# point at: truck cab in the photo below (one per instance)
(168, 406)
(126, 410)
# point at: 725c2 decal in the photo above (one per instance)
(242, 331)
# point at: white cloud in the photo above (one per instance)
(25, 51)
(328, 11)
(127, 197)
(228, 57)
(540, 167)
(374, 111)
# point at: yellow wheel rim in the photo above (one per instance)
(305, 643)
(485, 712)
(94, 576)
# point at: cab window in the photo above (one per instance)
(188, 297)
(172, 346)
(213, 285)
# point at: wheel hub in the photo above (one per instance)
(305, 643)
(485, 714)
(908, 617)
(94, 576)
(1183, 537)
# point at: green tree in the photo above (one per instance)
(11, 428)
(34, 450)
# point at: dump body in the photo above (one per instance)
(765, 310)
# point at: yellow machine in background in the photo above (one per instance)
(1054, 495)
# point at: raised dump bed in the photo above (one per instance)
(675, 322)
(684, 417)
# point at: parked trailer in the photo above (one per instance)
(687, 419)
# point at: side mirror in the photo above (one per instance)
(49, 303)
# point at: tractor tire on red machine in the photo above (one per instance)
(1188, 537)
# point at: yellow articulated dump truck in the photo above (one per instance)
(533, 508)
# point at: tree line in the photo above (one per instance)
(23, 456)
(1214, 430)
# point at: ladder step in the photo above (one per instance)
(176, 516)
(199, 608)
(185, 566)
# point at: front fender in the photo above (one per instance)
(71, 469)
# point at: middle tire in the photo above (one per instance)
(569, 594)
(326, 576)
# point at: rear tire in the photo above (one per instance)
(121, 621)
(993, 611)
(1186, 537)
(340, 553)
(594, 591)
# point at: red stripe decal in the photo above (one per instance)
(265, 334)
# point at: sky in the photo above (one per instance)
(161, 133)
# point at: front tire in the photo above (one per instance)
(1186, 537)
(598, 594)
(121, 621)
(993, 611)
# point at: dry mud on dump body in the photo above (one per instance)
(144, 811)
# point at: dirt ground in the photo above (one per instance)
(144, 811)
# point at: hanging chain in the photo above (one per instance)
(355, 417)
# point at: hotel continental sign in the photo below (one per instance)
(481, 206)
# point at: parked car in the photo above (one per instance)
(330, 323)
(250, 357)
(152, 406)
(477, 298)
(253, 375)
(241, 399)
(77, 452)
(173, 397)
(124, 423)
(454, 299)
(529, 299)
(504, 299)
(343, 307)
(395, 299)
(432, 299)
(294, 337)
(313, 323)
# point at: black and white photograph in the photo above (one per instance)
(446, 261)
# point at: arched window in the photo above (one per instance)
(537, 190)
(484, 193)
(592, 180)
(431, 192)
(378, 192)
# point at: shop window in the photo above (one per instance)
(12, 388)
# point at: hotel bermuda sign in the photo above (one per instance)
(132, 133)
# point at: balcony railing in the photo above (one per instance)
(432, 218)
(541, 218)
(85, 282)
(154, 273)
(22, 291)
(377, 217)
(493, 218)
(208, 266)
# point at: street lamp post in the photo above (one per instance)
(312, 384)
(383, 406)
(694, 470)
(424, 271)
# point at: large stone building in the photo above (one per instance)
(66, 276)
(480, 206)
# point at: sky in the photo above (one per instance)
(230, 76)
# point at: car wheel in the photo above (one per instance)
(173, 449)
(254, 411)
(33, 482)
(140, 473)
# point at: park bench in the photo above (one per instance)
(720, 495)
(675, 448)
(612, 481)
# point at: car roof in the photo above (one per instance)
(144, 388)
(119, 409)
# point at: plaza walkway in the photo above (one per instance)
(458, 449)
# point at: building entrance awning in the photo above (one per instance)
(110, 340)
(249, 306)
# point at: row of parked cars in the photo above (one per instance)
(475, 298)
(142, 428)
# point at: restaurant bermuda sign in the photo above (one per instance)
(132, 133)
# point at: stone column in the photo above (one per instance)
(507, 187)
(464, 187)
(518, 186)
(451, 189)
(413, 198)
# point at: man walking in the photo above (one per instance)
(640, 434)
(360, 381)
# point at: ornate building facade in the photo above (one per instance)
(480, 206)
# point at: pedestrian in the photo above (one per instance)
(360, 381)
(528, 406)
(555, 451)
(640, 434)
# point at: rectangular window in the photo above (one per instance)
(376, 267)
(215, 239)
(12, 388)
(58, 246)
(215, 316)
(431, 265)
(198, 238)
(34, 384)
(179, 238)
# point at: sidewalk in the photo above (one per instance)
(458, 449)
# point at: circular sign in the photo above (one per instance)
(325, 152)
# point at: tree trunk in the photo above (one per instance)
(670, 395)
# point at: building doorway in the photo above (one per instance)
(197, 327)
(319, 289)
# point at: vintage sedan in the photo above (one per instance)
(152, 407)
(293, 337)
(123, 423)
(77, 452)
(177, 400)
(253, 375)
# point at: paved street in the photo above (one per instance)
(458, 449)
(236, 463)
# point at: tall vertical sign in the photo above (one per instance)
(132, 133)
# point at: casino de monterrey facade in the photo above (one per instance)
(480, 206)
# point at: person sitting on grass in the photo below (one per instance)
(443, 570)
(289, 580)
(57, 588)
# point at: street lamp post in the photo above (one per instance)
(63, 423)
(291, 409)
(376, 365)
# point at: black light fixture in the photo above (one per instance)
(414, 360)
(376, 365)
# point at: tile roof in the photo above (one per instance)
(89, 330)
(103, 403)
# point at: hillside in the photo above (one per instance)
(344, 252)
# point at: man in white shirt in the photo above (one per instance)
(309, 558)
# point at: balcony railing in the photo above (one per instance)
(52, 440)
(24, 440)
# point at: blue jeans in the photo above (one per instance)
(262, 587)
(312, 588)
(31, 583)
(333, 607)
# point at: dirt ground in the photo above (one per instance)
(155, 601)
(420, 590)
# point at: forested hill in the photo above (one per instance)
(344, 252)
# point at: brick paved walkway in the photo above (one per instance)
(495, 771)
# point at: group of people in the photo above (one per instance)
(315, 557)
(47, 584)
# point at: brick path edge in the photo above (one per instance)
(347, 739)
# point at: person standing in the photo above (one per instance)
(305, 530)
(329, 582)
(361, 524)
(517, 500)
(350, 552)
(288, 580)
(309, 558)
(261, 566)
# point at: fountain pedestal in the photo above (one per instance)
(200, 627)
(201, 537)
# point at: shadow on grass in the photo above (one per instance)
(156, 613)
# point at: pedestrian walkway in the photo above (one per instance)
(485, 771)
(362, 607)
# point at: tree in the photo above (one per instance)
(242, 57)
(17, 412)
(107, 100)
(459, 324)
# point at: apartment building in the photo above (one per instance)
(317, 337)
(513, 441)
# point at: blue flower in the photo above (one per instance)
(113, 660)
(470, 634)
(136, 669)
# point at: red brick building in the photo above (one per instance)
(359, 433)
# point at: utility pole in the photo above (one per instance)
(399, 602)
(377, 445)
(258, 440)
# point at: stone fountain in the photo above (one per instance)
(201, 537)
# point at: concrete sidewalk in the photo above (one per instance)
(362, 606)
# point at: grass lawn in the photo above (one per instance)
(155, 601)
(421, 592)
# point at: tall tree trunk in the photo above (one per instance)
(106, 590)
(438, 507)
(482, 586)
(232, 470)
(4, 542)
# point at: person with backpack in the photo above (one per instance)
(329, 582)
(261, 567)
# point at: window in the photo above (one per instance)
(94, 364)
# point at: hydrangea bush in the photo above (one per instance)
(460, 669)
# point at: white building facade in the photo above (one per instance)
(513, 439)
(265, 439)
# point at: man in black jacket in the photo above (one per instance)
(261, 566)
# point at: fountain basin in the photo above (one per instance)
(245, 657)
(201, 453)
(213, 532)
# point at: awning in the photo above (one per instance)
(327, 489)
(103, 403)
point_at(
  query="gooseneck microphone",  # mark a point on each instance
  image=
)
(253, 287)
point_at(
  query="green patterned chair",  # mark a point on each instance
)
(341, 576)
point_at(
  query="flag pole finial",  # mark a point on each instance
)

━━━━━━━━

■ **Given task**
Please update the material above by replacing every "point at" with "mark" and leaving everything else unchanged.

■ **Finished exercise**
# mark: truck cab in the photo below (one per instance)
(168, 406)
(126, 410)
# mark: 725c2 decal in the photo above (one per instance)
(242, 331)
# mark: white cloud in the photo above (one per instance)
(25, 51)
(328, 11)
(127, 197)
(228, 57)
(540, 167)
(374, 111)
# mark: yellow wheel rim in the photo above (one per instance)
(305, 643)
(485, 712)
(94, 576)
# mark: cab window in the photo above (one per instance)
(188, 297)
(172, 346)
(213, 285)
# mark: wheel hub in the photo above (one per instance)
(305, 643)
(485, 714)
(908, 617)
(94, 576)
(1183, 537)
# mark: green tree in the photo above (one per instance)
(11, 428)
(34, 450)
# mark: dump body in the photo above (one per instance)
(765, 310)
# mark: yellow machine in background in the photo above (one per instance)
(1054, 495)
# mark: raised dump bed in the photo above (one per instance)
(675, 322)
(684, 417)
# mark: parked trailer in the photo above (one per instance)
(687, 419)
# mark: side mirror in the photo above (one per instance)
(49, 303)
# mark: tractor tire on red machine in the photo above (one per instance)
(1188, 537)
# mark: yellow articulated dump truck in the photo above (one per instance)
(533, 508)
# mark: tree line in the photo above (one per instance)
(23, 456)
(1214, 430)
# mark: ladder step in the photo above (one per instance)
(176, 516)
(199, 608)
(185, 566)
# mark: front fender in the photo above (one per instance)
(71, 469)
# mark: middle tire in the photo above (one per instance)
(569, 594)
(326, 576)
# mark: rear tire in the photo above (one per instance)
(121, 621)
(993, 611)
(1186, 537)
(340, 553)
(594, 591)
# mark: red stripe decal in the photo above (one per instance)
(265, 334)
# mark: sky in the photo above (one per instance)
(161, 133)
# mark: front tire in the photo above (one per instance)
(1186, 537)
(598, 594)
(121, 621)
(993, 611)
# mark: dry mud on dump body in the photo above (one per instance)
(144, 811)
# mark: dirt ground in the photo above (one per instance)
(144, 811)
# mark: hanging chain in the photo above (one per instance)
(355, 417)
# mark: hotel continental sign in the photo below (one per instance)
(481, 206)
# mark: parked car in the photo above (one per instance)
(330, 323)
(250, 357)
(152, 406)
(477, 298)
(253, 375)
(241, 399)
(77, 452)
(173, 397)
(124, 423)
(454, 299)
(529, 299)
(504, 299)
(343, 307)
(395, 299)
(432, 299)
(294, 337)
(313, 323)
# mark: black and white photograph in the photo above (one per instance)
(446, 261)
# mark: arched window in the photo above (one per instance)
(537, 190)
(484, 193)
(592, 180)
(431, 192)
(378, 192)
# mark: shop window in the photo above (one per instance)
(12, 388)
# mark: hotel bermuda sign in the photo above (one per instance)
(132, 133)
# mark: balcony railing in the photo above (one per instance)
(432, 218)
(541, 218)
(85, 282)
(154, 273)
(22, 291)
(377, 217)
(493, 218)
(208, 266)
# mark: street lamp post in the photo above (one per instance)
(312, 384)
(383, 406)
(694, 470)
(424, 271)
# mark: large stone building in the photo above (one per instance)
(66, 276)
(480, 206)
# mark: sky in the photo above (one per instance)
(230, 76)
# mark: car wheel in the photo above (one per instance)
(173, 449)
(254, 411)
(33, 482)
(140, 473)
# mark: park bench in the photo above (one per instance)
(720, 495)
(675, 448)
(612, 481)
# mark: car roof in the photo above (one per instance)
(144, 388)
(119, 409)
# mark: plaza walkway in the photo above (one per instance)
(458, 449)
# mark: building entrance awning in the photo above (one per instance)
(110, 340)
(249, 306)
# mark: row of parked cars in the photo above (one per instance)
(475, 298)
(142, 428)
# mark: restaurant bermuda sign in the photo above (one per instance)
(132, 133)
# mark: stone column in the photo above (one per instance)
(507, 187)
(464, 187)
(518, 186)
(451, 189)
(413, 198)
# mark: man walking in the photo above (one per instance)
(640, 434)
(360, 381)
# mark: ornate building facade in the photo above (one per instance)
(480, 206)
# mark: pedestrian in the photo above (one per instance)
(360, 381)
(528, 406)
(555, 451)
(640, 434)
# mark: rectangular window in the photo above (one per instance)
(376, 267)
(215, 239)
(12, 388)
(58, 246)
(215, 316)
(431, 265)
(198, 238)
(34, 384)
(179, 238)
# mark: sidewalk in the photo above (one per instance)
(458, 449)
# mark: circular sign in the photo above (one per instance)
(325, 152)
# mark: tree trunk in the photo above (one per instance)
(670, 395)
# mark: building doorway in the photo above (one per instance)
(197, 327)
(319, 289)
# mark: vintage sedan in the photo above (one per instance)
(152, 407)
(293, 337)
(123, 423)
(77, 452)
(177, 400)
(253, 375)
# mark: paved street in the photo above (one per instance)
(458, 449)
(236, 463)
# mark: tall vertical sign in the photo above (one per instance)
(132, 133)
# mark: casino de monterrey facade in the photo above (one per instance)
(480, 206)
# mark: person sitting on grass in the photo below (one per instance)
(443, 570)
(289, 580)
(57, 588)
# mark: street lamp post in the photo above (one per instance)
(63, 423)
(291, 409)
(376, 365)
# mark: black light fixture in the photo above (one per instance)
(414, 360)
(376, 365)
# mark: tile roof in the photo above (one per instance)
(89, 330)
(103, 403)
# mark: hillside in the photo above (one per instance)
(344, 252)
# mark: man in white shirt in the photo above (one per instance)
(309, 558)
# mark: balcony railing in the photo above (one per instance)
(52, 440)
(24, 440)
# mark: blue jeans in the photo above (one per instance)
(262, 587)
(312, 588)
(31, 583)
(333, 607)
# mark: dirt ground in the photo above (one per instance)
(155, 601)
(420, 590)
# mark: forested hill in the photo above (one per instance)
(344, 252)
# mark: brick paved walkway in the photo above (one per instance)
(495, 771)
# mark: group of people in the photo above (one per instance)
(315, 557)
(47, 584)
# mark: brick path edge in the photo above (one per instance)
(347, 739)
# mark: person standing in the photo above (one per instance)
(305, 530)
(329, 582)
(361, 524)
(517, 500)
(350, 552)
(288, 580)
(309, 558)
(261, 566)
# mark: fountain pedestal in the photo above (one per instance)
(200, 627)
(201, 537)
# mark: shadow on grass in the photo above (one per instance)
(156, 613)
# mark: pedestrian walkway in the photo above (one per instance)
(485, 771)
(362, 607)
# mark: tree in the photo above (one per instance)
(242, 57)
(17, 412)
(107, 100)
(459, 324)
# mark: apartment building in the photo above (one per instance)
(317, 337)
(513, 441)
# mark: blue flower in the photo above (one per instance)
(113, 660)
(470, 634)
(136, 669)
# mark: red brick building in the photo above (one per instance)
(359, 433)
# mark: utility pole in the photo above (one per instance)
(399, 602)
(377, 445)
(258, 440)
# mark: stone fountain in the photo above (one per instance)
(201, 537)
# mark: concrete sidewalk in the photo above (one per instance)
(362, 606)
# mark: grass lawn in the photo above (one per instance)
(155, 601)
(421, 592)
# mark: tall tree trunk in the photo above (one per instance)
(106, 590)
(438, 507)
(482, 586)
(232, 470)
(4, 542)
# mark: person with backpack in the photo above (one per instance)
(329, 582)
(261, 567)
# mark: window in the photo above (one per instance)
(94, 364)
# mark: hydrangea bush in the photo above (one per instance)
(460, 669)
# mark: white building facade in the photo above (one per instance)
(513, 439)
(265, 439)
# mark: man in black jacket in the photo above (one per instance)
(261, 566)
# mark: fountain basin in the photo above (one per instance)
(245, 657)
(201, 453)
(213, 532)
# mark: awning in the photo above (one per instance)
(327, 489)
(103, 403)
point_at(
  query="gooseneck microphone",  # mark a point on each instance
  image=
)
(253, 287)
point_at(
  query="green patterned chair",  # mark a point on each instance
)
(341, 576)
point_at(
  query="flag pole finial",  # mark a point on each instance
)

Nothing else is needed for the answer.